Texto proporcionado:
□ □ □ □ □

A veces, en una cruzada en pro de los animales que va más allá de lo alimentario, se cae en paradójicas y enloquecidas teorías de cariz religioso, moral e incluso ético o filosófico: ¿Tienen alma los caracoles? Pero, déjenlos con sus creencias, que ustedes también tendrán las suyas. El veganismo adulto es bueno para la salud, si se refuerza debidamente con vitamina B12 y algo de hierro. También lo agradecen el medio ambiente y el karma. No digo que nos hagamos veganos masivamente, ni siquiera vegetarianos, ni ovolactovegetarianos, que es lo que su largo nombre indica: con lácteos y huevos. No renunciemos a dar un buen bocado al chuletón que propone nuestro amigo el pelma, o hasta a un buen solomillo a la pimienta crudito y algo sangriento por dentro. Y no digamos a un lomo de langosta que acabó sus días en una marmita de agua hirviendo, sin que nosotros lo presenciáramos… “¿Y si te regalan un foulard de seda natural o un collar de perlas de Tahití?” Cógelo sin dudar, que ahí rige el principio de París, tan familiar a los veganos mundanos. A menudo tienen que saltarse el régimen por viajar mucho o por razones sociales o meramente cínicas: “Si no puedes renunciar, acepta con alegría lo que el destino te depare”.

□ □ □ □ □

Consigna A: Traduzca al inglés esta oración del texto sobre el veganismo: "El veganismo adulto es bueno para la salud, si se refuerza debidamente con vitamina B12 y algo de hierro."
Consigna B: Según el texto sobre el veganismo, ¿qué alimentos de origen animal admiten los ovolactovegetarianos?
Las líneas no intervienen en esta actividad.

Líneas proporcionadas:
□ □ □ □ □

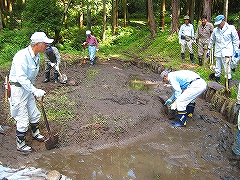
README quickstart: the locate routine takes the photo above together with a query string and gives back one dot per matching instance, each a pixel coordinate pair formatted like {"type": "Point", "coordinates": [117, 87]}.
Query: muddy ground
{"type": "Point", "coordinates": [98, 108]}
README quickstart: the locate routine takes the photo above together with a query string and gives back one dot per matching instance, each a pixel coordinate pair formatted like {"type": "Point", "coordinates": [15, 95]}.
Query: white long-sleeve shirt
{"type": "Point", "coordinates": [24, 69]}
{"type": "Point", "coordinates": [226, 40]}
{"type": "Point", "coordinates": [180, 80]}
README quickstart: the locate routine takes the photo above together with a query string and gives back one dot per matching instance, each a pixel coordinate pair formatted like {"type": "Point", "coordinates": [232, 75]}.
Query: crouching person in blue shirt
{"type": "Point", "coordinates": [187, 86]}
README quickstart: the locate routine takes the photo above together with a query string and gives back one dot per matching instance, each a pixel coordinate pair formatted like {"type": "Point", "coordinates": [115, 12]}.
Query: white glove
{"type": "Point", "coordinates": [173, 106]}
{"type": "Point", "coordinates": [227, 60]}
{"type": "Point", "coordinates": [57, 67]}
{"type": "Point", "coordinates": [39, 93]}
{"type": "Point", "coordinates": [52, 64]}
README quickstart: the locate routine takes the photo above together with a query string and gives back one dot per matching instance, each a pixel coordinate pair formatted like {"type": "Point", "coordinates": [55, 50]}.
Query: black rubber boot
{"type": "Point", "coordinates": [190, 109]}
{"type": "Point", "coordinates": [182, 115]}
{"type": "Point", "coordinates": [217, 79]}
{"type": "Point", "coordinates": [47, 77]}
{"type": "Point", "coordinates": [192, 58]}
{"type": "Point", "coordinates": [200, 61]}
{"type": "Point", "coordinates": [36, 133]}
{"type": "Point", "coordinates": [183, 56]}
{"type": "Point", "coordinates": [21, 142]}
{"type": "Point", "coordinates": [55, 77]}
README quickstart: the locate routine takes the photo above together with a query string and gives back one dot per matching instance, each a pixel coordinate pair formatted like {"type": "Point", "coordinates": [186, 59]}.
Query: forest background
{"type": "Point", "coordinates": [125, 29]}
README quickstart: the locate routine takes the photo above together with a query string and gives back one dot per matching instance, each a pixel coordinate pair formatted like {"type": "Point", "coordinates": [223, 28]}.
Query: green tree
{"type": "Point", "coordinates": [43, 15]}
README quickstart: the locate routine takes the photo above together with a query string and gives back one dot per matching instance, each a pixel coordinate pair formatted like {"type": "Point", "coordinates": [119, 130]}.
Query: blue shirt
{"type": "Point", "coordinates": [24, 69]}
{"type": "Point", "coordinates": [180, 80]}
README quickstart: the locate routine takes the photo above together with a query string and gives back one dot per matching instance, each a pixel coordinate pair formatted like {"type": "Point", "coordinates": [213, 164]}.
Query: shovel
{"type": "Point", "coordinates": [63, 77]}
{"type": "Point", "coordinates": [52, 141]}
{"type": "Point", "coordinates": [227, 92]}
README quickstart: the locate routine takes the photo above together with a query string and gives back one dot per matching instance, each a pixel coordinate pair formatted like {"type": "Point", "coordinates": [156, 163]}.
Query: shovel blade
{"type": "Point", "coordinates": [51, 142]}
{"type": "Point", "coordinates": [63, 79]}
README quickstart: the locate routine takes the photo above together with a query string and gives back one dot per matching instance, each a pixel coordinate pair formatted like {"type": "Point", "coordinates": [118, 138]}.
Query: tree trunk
{"type": "Point", "coordinates": [114, 16]}
{"type": "Point", "coordinates": [162, 14]}
{"type": "Point", "coordinates": [81, 17]}
{"type": "Point", "coordinates": [104, 20]}
{"type": "Point", "coordinates": [125, 13]}
{"type": "Point", "coordinates": [151, 19]}
{"type": "Point", "coordinates": [175, 16]}
{"type": "Point", "coordinates": [207, 9]}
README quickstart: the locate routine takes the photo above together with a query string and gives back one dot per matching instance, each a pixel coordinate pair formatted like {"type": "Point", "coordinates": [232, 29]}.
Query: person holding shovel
{"type": "Point", "coordinates": [226, 42]}
{"type": "Point", "coordinates": [52, 60]}
{"type": "Point", "coordinates": [92, 43]}
{"type": "Point", "coordinates": [203, 34]}
{"type": "Point", "coordinates": [23, 109]}
{"type": "Point", "coordinates": [187, 86]}
{"type": "Point", "coordinates": [186, 37]}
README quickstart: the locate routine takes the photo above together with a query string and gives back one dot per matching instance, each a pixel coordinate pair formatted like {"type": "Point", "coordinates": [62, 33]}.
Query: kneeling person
{"type": "Point", "coordinates": [187, 86]}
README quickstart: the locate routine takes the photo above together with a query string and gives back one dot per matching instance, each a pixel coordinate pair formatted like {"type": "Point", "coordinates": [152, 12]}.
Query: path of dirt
{"type": "Point", "coordinates": [97, 109]}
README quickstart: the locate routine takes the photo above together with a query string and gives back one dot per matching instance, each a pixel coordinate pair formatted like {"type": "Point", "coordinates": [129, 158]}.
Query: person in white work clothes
{"type": "Point", "coordinates": [226, 42]}
{"type": "Point", "coordinates": [23, 109]}
{"type": "Point", "coordinates": [187, 86]}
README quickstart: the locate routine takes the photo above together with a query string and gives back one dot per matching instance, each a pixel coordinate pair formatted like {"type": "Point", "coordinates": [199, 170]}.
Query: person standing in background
{"type": "Point", "coordinates": [23, 109]}
{"type": "Point", "coordinates": [203, 34]}
{"type": "Point", "coordinates": [186, 37]}
{"type": "Point", "coordinates": [226, 42]}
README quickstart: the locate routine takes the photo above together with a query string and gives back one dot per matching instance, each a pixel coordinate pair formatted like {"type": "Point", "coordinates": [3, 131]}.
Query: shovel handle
{"type": "Point", "coordinates": [40, 100]}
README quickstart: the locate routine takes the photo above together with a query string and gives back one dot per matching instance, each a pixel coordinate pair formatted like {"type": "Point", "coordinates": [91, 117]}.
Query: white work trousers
{"type": "Point", "coordinates": [23, 108]}
{"type": "Point", "coordinates": [221, 61]}
{"type": "Point", "coordinates": [190, 94]}
{"type": "Point", "coordinates": [185, 43]}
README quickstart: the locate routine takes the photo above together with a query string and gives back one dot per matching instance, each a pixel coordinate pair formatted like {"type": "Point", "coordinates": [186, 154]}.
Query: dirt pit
{"type": "Point", "coordinates": [100, 108]}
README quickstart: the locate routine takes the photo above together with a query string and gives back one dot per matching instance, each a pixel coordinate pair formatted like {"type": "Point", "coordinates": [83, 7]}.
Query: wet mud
{"type": "Point", "coordinates": [112, 125]}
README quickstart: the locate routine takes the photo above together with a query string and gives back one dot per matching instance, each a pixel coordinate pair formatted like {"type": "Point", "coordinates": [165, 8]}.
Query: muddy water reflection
{"type": "Point", "coordinates": [157, 157]}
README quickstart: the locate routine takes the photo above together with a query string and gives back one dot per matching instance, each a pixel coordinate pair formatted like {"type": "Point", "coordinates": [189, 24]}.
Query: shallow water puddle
{"type": "Point", "coordinates": [161, 156]}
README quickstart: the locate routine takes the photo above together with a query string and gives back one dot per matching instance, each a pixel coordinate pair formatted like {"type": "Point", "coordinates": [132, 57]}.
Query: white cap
{"type": "Point", "coordinates": [40, 37]}
{"type": "Point", "coordinates": [88, 32]}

□ □ □ □ □

Respuesta A: Adult veganism is good for your health if it is properly supplemented with vitamin B12 and some iron.

Respuesta B: Lácteos y huevos.